- Exercise brief -
Rewrite the lines below with "drop a dot" swapped for "place a marker" wherever it appears, leaving everything else unchanged. Leave the pictures out of your answer.
— Begin Dataset excerpts —
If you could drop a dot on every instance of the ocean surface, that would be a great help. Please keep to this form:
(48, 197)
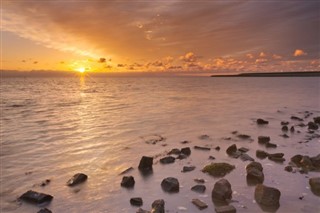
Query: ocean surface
(52, 128)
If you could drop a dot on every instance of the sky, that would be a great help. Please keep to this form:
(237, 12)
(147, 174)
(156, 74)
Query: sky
(160, 35)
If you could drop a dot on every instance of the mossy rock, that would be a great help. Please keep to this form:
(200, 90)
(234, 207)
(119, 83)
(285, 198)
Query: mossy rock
(218, 169)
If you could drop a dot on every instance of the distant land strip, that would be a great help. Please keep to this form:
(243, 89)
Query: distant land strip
(274, 74)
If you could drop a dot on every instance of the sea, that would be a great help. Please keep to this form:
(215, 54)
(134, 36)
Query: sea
(53, 128)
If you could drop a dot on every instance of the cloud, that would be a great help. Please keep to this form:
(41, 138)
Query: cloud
(299, 52)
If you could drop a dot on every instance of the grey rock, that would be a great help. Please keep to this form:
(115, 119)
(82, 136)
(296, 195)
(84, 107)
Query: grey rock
(35, 197)
(267, 196)
(188, 168)
(263, 139)
(222, 190)
(199, 188)
(136, 201)
(146, 163)
(225, 209)
(77, 179)
(186, 151)
(170, 184)
(128, 182)
(167, 160)
(158, 206)
(200, 204)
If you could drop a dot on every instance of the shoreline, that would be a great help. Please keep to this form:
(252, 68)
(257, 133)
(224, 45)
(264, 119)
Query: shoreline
(274, 74)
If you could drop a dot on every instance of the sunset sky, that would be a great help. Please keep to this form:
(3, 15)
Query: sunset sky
(160, 35)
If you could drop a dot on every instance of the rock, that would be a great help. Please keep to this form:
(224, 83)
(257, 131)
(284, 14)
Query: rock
(140, 210)
(271, 145)
(199, 180)
(188, 168)
(126, 171)
(36, 197)
(246, 157)
(315, 185)
(263, 139)
(167, 160)
(200, 204)
(218, 169)
(174, 152)
(182, 156)
(312, 125)
(136, 201)
(296, 118)
(254, 176)
(243, 150)
(267, 196)
(45, 210)
(262, 122)
(170, 184)
(186, 151)
(199, 188)
(255, 165)
(244, 136)
(231, 149)
(222, 190)
(202, 148)
(261, 154)
(225, 209)
(296, 160)
(288, 168)
(285, 128)
(292, 129)
(128, 182)
(276, 159)
(146, 163)
(158, 206)
(77, 179)
(316, 120)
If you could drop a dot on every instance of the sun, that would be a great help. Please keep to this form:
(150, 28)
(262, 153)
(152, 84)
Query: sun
(81, 69)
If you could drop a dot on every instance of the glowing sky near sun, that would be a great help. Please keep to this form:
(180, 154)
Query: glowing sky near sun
(175, 35)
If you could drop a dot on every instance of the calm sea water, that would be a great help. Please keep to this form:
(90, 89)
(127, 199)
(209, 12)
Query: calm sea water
(52, 128)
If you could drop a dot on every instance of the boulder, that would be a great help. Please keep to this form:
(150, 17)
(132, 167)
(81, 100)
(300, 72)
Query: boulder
(317, 120)
(170, 184)
(136, 201)
(315, 185)
(267, 196)
(261, 154)
(263, 139)
(146, 163)
(254, 176)
(231, 149)
(45, 210)
(225, 209)
(35, 197)
(199, 188)
(167, 160)
(222, 191)
(312, 125)
(255, 165)
(174, 152)
(127, 182)
(285, 128)
(188, 168)
(186, 151)
(158, 206)
(260, 121)
(200, 204)
(218, 169)
(77, 179)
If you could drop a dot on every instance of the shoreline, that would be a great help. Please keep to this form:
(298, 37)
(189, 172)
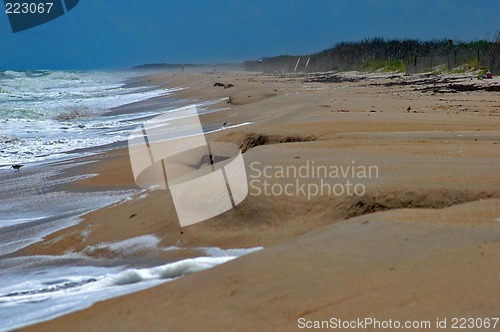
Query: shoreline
(440, 155)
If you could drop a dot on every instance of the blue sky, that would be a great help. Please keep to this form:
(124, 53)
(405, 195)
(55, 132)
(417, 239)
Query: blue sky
(100, 34)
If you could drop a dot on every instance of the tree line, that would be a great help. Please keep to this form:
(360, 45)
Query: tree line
(408, 55)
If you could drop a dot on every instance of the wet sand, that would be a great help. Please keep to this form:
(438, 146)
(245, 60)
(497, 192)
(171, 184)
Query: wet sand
(422, 242)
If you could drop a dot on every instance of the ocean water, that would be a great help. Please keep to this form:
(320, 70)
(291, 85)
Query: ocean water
(74, 281)
(44, 114)
(48, 118)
— End Dataset excerpts —
- Answer to the exercise -
If you could place a marker on every instance of the ocean surface, that would be a great help. Please keep to this form:
(48, 197)
Query: ocean surface
(52, 128)
If you could place a marker on every instance of the sky, that would be a great help. Please keep to this form:
(237, 12)
(147, 174)
(156, 74)
Query: sky
(160, 35)
If you could place a marker on every instance of the mossy rock, that would be a great help. Please keep to this form:
(200, 90)
(234, 207)
(119, 83)
(285, 198)
Query: mossy rock
(218, 169)
If you could place a marker on every instance of the distant land strip, that would be a great help. Please keep to this form:
(243, 89)
Query: distant land strip
(274, 74)
If you could place a marker on every instance of the sea, that would be a great help. Please keep to this form:
(215, 54)
(134, 36)
Query: sea
(53, 128)
If you could place a marker on every instance of the cloud, that would be a great help. Please keep to this form:
(41, 138)
Query: cloud
(299, 52)
If you could place a marker on every instance of the grey rock, that would be a great help. Please keep to this form:
(115, 119)
(82, 136)
(296, 195)
(84, 107)
Query: grey rock
(35, 197)
(267, 196)
(188, 168)
(263, 139)
(222, 190)
(199, 188)
(136, 201)
(146, 163)
(225, 209)
(77, 179)
(186, 151)
(170, 184)
(128, 182)
(167, 160)
(158, 206)
(200, 204)
If you could place a marker on every instance of the shoreline, that would be a great help. Please keep to this form:
(252, 68)
(257, 133)
(224, 45)
(264, 119)
Query: shoreline
(274, 74)
If you could place a marker on every instance of the sunset sky, that would be a great help. Please keep to this form:
(3, 15)
Query: sunset sky
(160, 35)
If you could place a marker on every instance of the rock, that would be a great help. Please keep to this form:
(224, 83)
(257, 131)
(284, 14)
Query: rock
(140, 210)
(271, 145)
(199, 180)
(188, 168)
(126, 171)
(36, 197)
(246, 157)
(315, 185)
(263, 139)
(167, 160)
(200, 204)
(218, 169)
(174, 152)
(182, 156)
(312, 125)
(136, 201)
(296, 118)
(254, 176)
(243, 150)
(267, 196)
(45, 210)
(262, 122)
(170, 184)
(186, 151)
(199, 188)
(255, 165)
(244, 136)
(231, 149)
(222, 190)
(202, 148)
(261, 154)
(225, 209)
(296, 160)
(288, 168)
(285, 128)
(292, 129)
(128, 182)
(276, 159)
(146, 163)
(158, 206)
(77, 179)
(316, 120)
If you could place a marker on every instance of the sun, that would be a great help. Please keep to this form:
(150, 28)
(262, 153)
(152, 84)
Query: sun
(81, 69)
If you could place a marker on every instance of the glowing sky near sun, that would be a great help. Please keep to this form:
(180, 154)
Query: glowing sky near sun
(175, 35)
If you could place a marker on every instance of the calm sea water, that would be a great help. Please keep to this form:
(90, 89)
(127, 199)
(209, 12)
Query: calm sea water
(52, 128)
If you could place a marker on every instance of the boulder, that would be a great help. Please keep to this form:
(150, 17)
(132, 167)
(81, 100)
(300, 72)
Query: boulder
(317, 120)
(170, 184)
(136, 201)
(315, 185)
(267, 196)
(261, 154)
(263, 139)
(146, 163)
(254, 176)
(231, 149)
(45, 210)
(225, 209)
(35, 197)
(199, 188)
(167, 160)
(222, 191)
(312, 125)
(255, 165)
(174, 152)
(127, 182)
(285, 128)
(188, 168)
(186, 151)
(158, 206)
(260, 121)
(200, 204)
(218, 169)
(77, 179)
If you could place a marker on every instance of the shoreline, that would be a great help. Please keep to this form:
(298, 37)
(189, 172)
Query: shoreline
(440, 155)
If you could place a marker on every instance of the blue sky, that would be a great help. Please keep to this form:
(124, 53)
(405, 195)
(55, 132)
(417, 239)
Query: blue sky
(100, 34)
If you could place a marker on every instance of the tree line, that would be a great help. Please keep to this form:
(360, 45)
Query: tree line
(408, 55)
If you could place a marker on every instance of the wet sand, that would be a great help. Please keep to this form:
(438, 146)
(245, 60)
(497, 192)
(171, 184)
Query: wet sand
(422, 242)
If you could place a marker on every instance of the ocean water, that would be a great help. Please keep to this form:
(320, 70)
(291, 85)
Query: ocean water
(74, 281)
(44, 114)
(48, 118)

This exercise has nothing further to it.